INSTRUCTIONS FOR THE TASK ▸ Would you return all of this data exactly, leaving nothing out?
** START GIVEN RECORDS **
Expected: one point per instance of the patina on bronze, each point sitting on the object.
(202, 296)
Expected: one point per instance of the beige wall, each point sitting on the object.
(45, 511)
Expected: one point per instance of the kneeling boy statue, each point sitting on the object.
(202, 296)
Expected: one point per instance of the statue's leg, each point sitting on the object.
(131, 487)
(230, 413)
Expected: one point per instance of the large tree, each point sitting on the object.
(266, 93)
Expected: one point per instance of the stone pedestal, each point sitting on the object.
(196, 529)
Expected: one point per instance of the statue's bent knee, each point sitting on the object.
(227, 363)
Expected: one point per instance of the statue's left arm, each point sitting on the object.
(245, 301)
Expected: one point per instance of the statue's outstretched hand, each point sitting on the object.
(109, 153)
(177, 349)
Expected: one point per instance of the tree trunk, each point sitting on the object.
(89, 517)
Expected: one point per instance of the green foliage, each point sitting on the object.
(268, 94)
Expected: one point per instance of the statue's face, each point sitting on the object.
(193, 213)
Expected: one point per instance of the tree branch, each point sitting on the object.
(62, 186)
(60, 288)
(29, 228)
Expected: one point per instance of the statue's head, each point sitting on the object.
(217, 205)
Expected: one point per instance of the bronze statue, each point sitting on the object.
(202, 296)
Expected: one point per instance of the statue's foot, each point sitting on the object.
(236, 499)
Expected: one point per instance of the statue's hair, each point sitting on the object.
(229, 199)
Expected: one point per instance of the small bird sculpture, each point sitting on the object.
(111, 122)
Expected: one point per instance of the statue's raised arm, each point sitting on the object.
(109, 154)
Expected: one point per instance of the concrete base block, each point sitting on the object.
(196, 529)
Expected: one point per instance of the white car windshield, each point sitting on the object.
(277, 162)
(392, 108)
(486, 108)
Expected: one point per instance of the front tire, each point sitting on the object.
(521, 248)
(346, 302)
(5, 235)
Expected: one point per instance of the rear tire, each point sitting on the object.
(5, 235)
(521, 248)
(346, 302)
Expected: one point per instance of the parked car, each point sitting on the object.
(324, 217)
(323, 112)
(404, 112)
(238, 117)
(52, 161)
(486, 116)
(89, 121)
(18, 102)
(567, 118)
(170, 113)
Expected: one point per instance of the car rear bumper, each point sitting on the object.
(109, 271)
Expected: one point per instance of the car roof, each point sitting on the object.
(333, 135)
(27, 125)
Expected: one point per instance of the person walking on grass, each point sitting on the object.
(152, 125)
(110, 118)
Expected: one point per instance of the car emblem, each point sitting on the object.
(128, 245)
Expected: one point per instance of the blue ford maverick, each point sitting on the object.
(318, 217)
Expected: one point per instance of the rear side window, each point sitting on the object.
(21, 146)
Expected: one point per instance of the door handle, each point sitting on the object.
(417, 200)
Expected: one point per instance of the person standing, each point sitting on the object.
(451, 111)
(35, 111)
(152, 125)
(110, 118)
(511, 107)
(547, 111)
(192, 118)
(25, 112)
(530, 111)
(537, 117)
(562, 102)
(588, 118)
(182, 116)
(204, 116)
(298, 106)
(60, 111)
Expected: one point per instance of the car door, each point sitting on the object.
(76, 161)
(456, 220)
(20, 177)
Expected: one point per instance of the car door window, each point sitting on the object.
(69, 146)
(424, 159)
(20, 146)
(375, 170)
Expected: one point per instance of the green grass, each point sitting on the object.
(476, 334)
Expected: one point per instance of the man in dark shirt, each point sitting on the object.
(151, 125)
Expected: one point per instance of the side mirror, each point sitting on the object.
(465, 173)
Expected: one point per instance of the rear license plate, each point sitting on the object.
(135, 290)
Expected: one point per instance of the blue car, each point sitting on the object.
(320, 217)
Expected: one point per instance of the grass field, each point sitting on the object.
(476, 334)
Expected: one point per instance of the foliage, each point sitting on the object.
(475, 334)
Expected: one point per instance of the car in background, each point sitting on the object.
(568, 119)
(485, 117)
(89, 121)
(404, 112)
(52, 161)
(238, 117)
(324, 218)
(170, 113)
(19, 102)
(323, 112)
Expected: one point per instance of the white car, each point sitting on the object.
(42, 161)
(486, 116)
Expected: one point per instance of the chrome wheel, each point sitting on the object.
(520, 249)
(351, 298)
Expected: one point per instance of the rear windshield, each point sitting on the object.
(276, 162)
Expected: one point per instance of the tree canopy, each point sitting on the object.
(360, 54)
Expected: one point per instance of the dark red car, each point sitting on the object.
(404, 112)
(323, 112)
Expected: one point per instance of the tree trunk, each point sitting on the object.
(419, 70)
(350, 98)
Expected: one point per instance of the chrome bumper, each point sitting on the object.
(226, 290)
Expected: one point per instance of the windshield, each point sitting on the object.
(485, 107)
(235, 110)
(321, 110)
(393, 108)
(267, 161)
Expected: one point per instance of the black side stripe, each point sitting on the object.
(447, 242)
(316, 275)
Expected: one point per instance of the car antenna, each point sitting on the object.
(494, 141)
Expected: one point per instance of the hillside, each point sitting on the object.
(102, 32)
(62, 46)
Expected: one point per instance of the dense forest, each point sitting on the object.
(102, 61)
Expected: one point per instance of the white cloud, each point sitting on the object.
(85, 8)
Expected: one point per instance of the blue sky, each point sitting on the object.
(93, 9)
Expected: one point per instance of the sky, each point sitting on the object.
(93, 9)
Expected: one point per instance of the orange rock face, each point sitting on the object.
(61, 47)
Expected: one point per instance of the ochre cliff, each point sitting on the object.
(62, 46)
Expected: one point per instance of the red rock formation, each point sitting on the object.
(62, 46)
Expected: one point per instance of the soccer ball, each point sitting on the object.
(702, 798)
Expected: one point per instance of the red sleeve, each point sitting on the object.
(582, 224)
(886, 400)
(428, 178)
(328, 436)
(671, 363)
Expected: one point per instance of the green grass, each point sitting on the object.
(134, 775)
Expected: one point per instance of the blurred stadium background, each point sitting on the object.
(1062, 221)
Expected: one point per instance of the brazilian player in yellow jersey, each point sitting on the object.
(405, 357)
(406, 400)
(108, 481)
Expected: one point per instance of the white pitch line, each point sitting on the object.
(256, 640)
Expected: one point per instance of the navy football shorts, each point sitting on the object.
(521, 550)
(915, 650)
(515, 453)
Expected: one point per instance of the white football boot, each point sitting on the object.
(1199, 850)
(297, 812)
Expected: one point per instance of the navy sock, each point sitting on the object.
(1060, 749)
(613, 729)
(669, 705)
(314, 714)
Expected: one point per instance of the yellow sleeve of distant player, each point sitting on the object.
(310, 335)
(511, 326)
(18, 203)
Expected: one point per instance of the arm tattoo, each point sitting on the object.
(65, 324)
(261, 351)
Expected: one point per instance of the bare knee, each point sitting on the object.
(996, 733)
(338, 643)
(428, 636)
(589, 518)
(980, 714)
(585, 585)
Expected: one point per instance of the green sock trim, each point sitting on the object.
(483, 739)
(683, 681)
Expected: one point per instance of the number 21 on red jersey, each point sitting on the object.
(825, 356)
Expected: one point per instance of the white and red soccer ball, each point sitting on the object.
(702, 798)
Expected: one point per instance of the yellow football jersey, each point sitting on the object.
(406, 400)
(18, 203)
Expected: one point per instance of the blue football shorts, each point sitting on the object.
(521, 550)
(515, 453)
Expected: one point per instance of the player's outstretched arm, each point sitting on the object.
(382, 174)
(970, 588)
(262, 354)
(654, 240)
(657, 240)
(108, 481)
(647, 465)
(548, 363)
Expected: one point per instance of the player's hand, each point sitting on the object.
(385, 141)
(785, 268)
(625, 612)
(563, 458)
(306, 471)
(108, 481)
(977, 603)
** END GIVEN RECORDS **
PROBLEM SOLUTION ▸
Expected: one point per instance of the patina on bronze, each point sitting on the object.
(202, 296)
Expected: one point per instance of the beige wall, each point sitting on the object.
(45, 511)
Expected: one point per instance of the kneeling boy statue, each point sitting on the object.
(202, 296)
Expected: one point per instance of the statue's leg, each point sitting on the object.
(131, 487)
(230, 413)
Expected: one point per instance of the large tree, each point sitting on the object.
(266, 93)
Expected: one point per instance of the stone pedestal, each point sitting on the object.
(196, 529)
Expected: one point per instance of the statue's bent knee, each point sitting on the object.
(227, 363)
Expected: one point per instance of the statue's left arm, each point sitting on the object.
(245, 301)
Expected: one point per instance of the statue's outstretched hand, each point sitting on the object.
(109, 153)
(177, 349)
Expected: one point per instance of the tree trunk, each point sitting on the object.
(89, 517)
Expected: one point per instance of the green foliage, each point sitting on the object.
(268, 94)
Expected: one point per instance of the statue's face, each point sitting on the object.
(193, 213)
Expected: one point per instance of the tree branch, each point sitting on the object.
(62, 186)
(60, 288)
(29, 228)
Expected: one point per instance of the statue's head, each point sitting on the object.
(217, 205)
Expected: one point per instance of the bronze statue, each point sitting on the object.
(202, 296)
Expected: one point per instance of the statue's foot, each point sitting on the object.
(236, 499)
Expected: one point per instance of the statue's hair, each point sitting on the object.
(229, 199)
Expected: one point per instance of the small bird sculpture, each point sitting on the object.
(111, 122)
Expected: one point per instance of the statue's raised arm, each point sitting on the object.
(109, 154)
Expected: one point per instance of the concrete base block, each point sitting on the object.
(196, 529)
Expected: one point per instance of the white car windshield, each point sitting on the object.
(277, 162)
(392, 108)
(486, 108)
Expected: one point per instance of the front tire, each point sitting on the object.
(521, 248)
(346, 302)
(5, 235)
Expected: one point per instance of the rear tire, each point sitting on the object.
(5, 235)
(521, 248)
(346, 302)
Expected: one point per instance of the parked car, each point sitting on the object.
(324, 217)
(323, 112)
(404, 112)
(238, 117)
(52, 161)
(486, 116)
(89, 121)
(18, 102)
(567, 118)
(170, 113)
Expected: one point per instance of the car rear bumper, each point sitting on the object.
(109, 271)
Expected: one point per instance of the car roof, each point sitting on the object.
(333, 135)
(27, 125)
Expected: one point per instance of the person walking on grass, each point sitting on the object.
(152, 125)
(110, 118)
Expected: one point per instance of the car emblem, each point sitting on the object.
(128, 245)
Expected: one point per instance of the blue ford maverick, each point sitting on the object.
(318, 217)
Expected: one point per instance of the rear side window, each point sitting on the object.
(21, 146)
Expected: one point per instance of the door handle, each point sitting on the object.
(417, 200)
Expected: one point per instance of the person standing, each point sitting on the object.
(451, 111)
(35, 111)
(152, 125)
(110, 118)
(511, 107)
(547, 111)
(192, 118)
(25, 112)
(530, 111)
(537, 117)
(562, 102)
(588, 118)
(182, 116)
(204, 116)
(298, 106)
(60, 111)
Expected: one point per instance of the car door, each point sitting on the object.
(76, 161)
(456, 220)
(20, 177)
Expected: one point per instance of the car door window, each point sitting on the object.
(69, 146)
(424, 159)
(20, 146)
(375, 170)
Expected: one point per instance of the green grass, each point sitting on the object.
(476, 334)
Expected: one point per instance of the man in dark shirt, each point sitting on the object.
(151, 125)
Expected: one point per instance of the side mirror, each point sitting on the object.
(465, 173)
Expected: one point per instance of the rear license plate, each point sitting on the object.
(135, 290)
Expected: one point per instance of the blue car, each point sitting on the object.
(320, 217)
Expected: one point per instance of the grass field, each point sitting on the object.
(476, 334)
Expected: one point per instance of the foliage, each point sitting on the object.
(475, 334)
Expected: one point per instance of the car in background, each point sitting on the object.
(568, 119)
(485, 117)
(89, 121)
(404, 112)
(52, 161)
(238, 117)
(324, 218)
(170, 113)
(19, 102)
(323, 112)
Expected: one point per instance of the white car, each point sitting on the object.
(42, 161)
(486, 116)
Expected: one point per instance of the chrome wheel, each point sitting on the object.
(520, 249)
(351, 298)
Expected: one point per instance of the rear windshield, each point sitting on the object.
(276, 162)
Expected: one point per instance of the tree canopy, each point sitting on the object.
(360, 54)
Expected: one point per instance of the dark red car, each point sitting on the object.
(404, 112)
(323, 112)
Expected: one point per instance of the tree trunk, each point sitting on the object.
(419, 70)
(350, 98)
Expected: one point per instance of the chrome bumper, each point sitting on the object.
(226, 290)
Expected: one point per instance of the windshield, each point sitting on the object.
(485, 107)
(235, 110)
(321, 110)
(393, 108)
(267, 161)
Expected: one point per instance of the black side stripe, each point sitting on the object.
(447, 242)
(316, 275)
Expected: one point per instance of the car antenna, each point sitting on the object.
(494, 141)
Expected: one point per instance of the hillside, each point sitting on the object.
(102, 32)
(62, 46)
Expected: one point per instance of the dense forest, each point sitting on the object.
(102, 61)
Expected: one point per instance of the white cloud, each point sitting on the object.
(85, 8)
Expected: one point per instance of the blue sky, each point sitting on the object.
(93, 9)
Expected: one point per instance of the sky, each point sitting on the object.
(93, 9)
Expected: one point per instance of the orange rock face, each point sitting on the object.
(61, 47)
Expected: one point per instance of the ochre cliff, each point sitting on the object.
(62, 46)
Expected: one point per instance of the red rock formation, each point sitting on the object.
(62, 46)
Expected: one point per instance of the soccer ball, each point sitting on the object.
(702, 798)
Expected: one point per instance of the red sleeve, each point sitting on the object.
(582, 224)
(886, 400)
(428, 178)
(328, 436)
(671, 363)
Expected: one point per instance of the green grass, each point sitting on the object.
(134, 775)
Expected: one point per instance of the blurred stadium background, each point sitting on the object.
(1062, 221)
Expected: one point per instance of the brazilian player in yellow jersey, each point sitting on the object.
(405, 357)
(406, 400)
(108, 481)
Expected: one point per instance of the white pitch line, each point sitting on the object.
(256, 640)
Expected: one point per instance of the navy football shorts, each point sitting on the object.
(521, 550)
(915, 650)
(515, 453)
Expected: one point per instance of the white football boot, each point sitting on the object.
(1199, 850)
(297, 812)
Expected: one point per instance of the navy sock, each point sitting on the object.
(1060, 749)
(613, 729)
(669, 705)
(314, 714)
Expected: one point per instance of the yellow sleeve of distant player, each point sitting on the object.
(310, 335)
(511, 326)
(18, 203)
Expected: one point per instance of the arm tattoo, each point sitting on the object.
(65, 324)
(261, 351)
Expected: one point per instance of the bare knee, each point sitting on the object.
(996, 733)
(338, 643)
(428, 636)
(589, 518)
(980, 714)
(585, 585)
Expected: one point per instance of the green sock trim, each point sitting on the object.
(483, 739)
(683, 681)
Expected: one point per instance of the number 21 on red jersey, each point sitting on the object.
(825, 356)
Expected: one point per instance of the white and red soccer ball, each point sitting on the object.
(702, 798)
Expected: one point per instance of the yellow football jersey, each point sitting on the object.
(406, 400)
(18, 203)
Expected: one point per instance of the blue football shorts, each point sitting on the object.
(521, 550)
(515, 453)
Expected: one point per instance of the player's outstretched arm, each point sitting on the object.
(382, 174)
(970, 588)
(262, 354)
(654, 240)
(657, 240)
(108, 481)
(647, 465)
(548, 363)
Expected: one point per instance of the player's hand, each point sitting on the object.
(385, 141)
(785, 268)
(625, 612)
(563, 458)
(306, 471)
(108, 481)
(977, 603)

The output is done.